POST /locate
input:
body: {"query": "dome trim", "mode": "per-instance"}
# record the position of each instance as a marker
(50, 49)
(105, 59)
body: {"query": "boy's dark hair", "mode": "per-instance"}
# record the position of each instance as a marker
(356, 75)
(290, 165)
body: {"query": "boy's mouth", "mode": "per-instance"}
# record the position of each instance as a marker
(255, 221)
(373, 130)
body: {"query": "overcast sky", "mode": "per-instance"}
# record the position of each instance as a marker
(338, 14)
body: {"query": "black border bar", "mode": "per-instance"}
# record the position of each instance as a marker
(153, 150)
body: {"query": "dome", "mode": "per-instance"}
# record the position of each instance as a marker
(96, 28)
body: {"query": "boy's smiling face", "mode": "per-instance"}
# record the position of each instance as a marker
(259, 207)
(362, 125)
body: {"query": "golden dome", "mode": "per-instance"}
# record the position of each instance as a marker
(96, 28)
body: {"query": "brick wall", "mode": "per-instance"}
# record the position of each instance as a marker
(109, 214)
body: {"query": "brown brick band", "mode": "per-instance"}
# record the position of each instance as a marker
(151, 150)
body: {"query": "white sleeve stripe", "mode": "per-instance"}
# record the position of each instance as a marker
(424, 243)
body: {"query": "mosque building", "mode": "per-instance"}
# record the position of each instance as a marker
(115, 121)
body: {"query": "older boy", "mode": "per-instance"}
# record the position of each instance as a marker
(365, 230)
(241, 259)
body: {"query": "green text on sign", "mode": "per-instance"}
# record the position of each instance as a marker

####################

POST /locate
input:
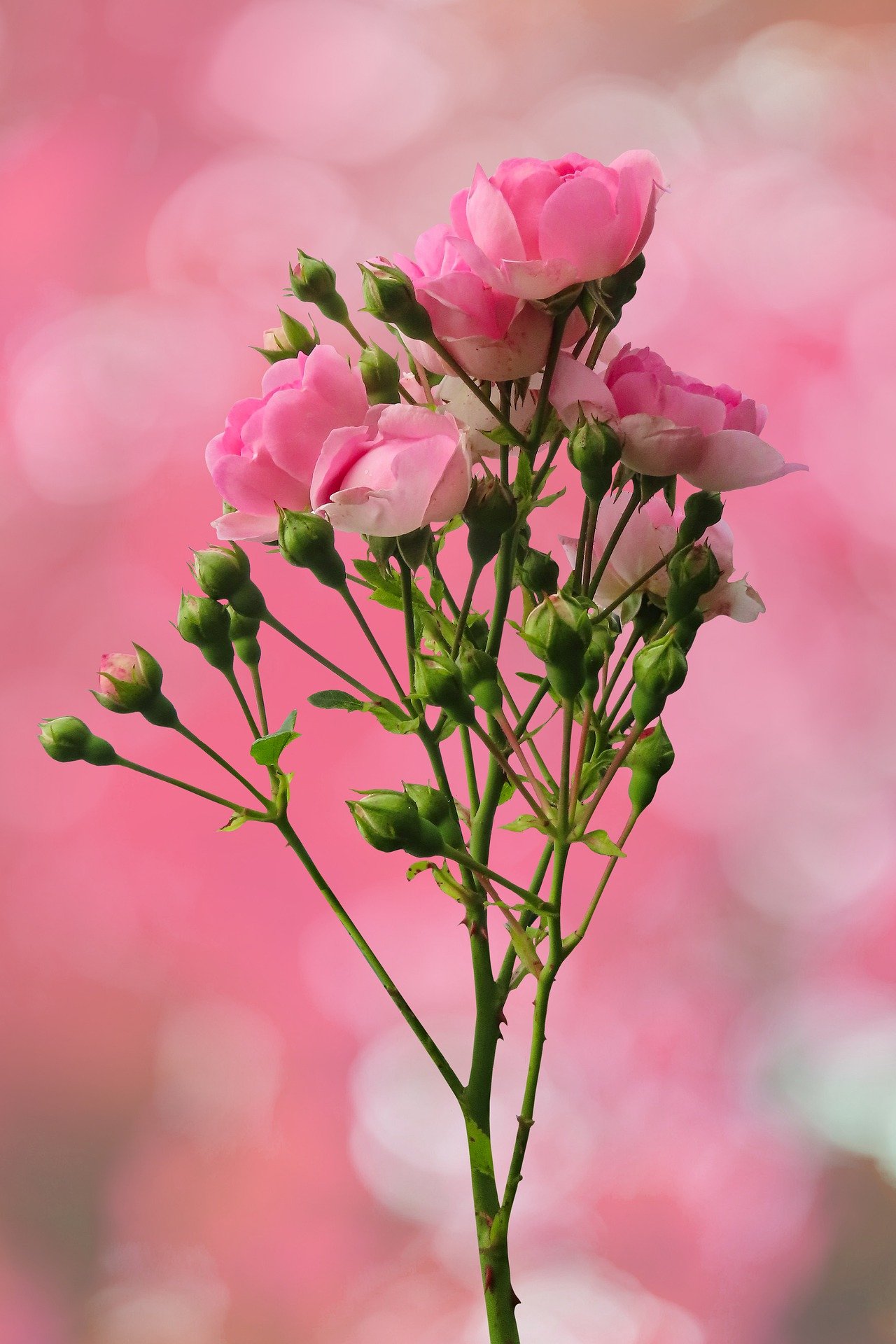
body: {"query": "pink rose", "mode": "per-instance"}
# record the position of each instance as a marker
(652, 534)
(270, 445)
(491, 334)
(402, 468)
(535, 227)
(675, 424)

####################

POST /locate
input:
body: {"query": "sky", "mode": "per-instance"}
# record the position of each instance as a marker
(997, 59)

####################

The problem -> Within the entries, find all lines that contain "brick" and copy each one.

Written answer ->
body: {"query": "brick wall", "mode": "per-instance"}
body: {"query": "brown brick band", "mode": "per-instance"}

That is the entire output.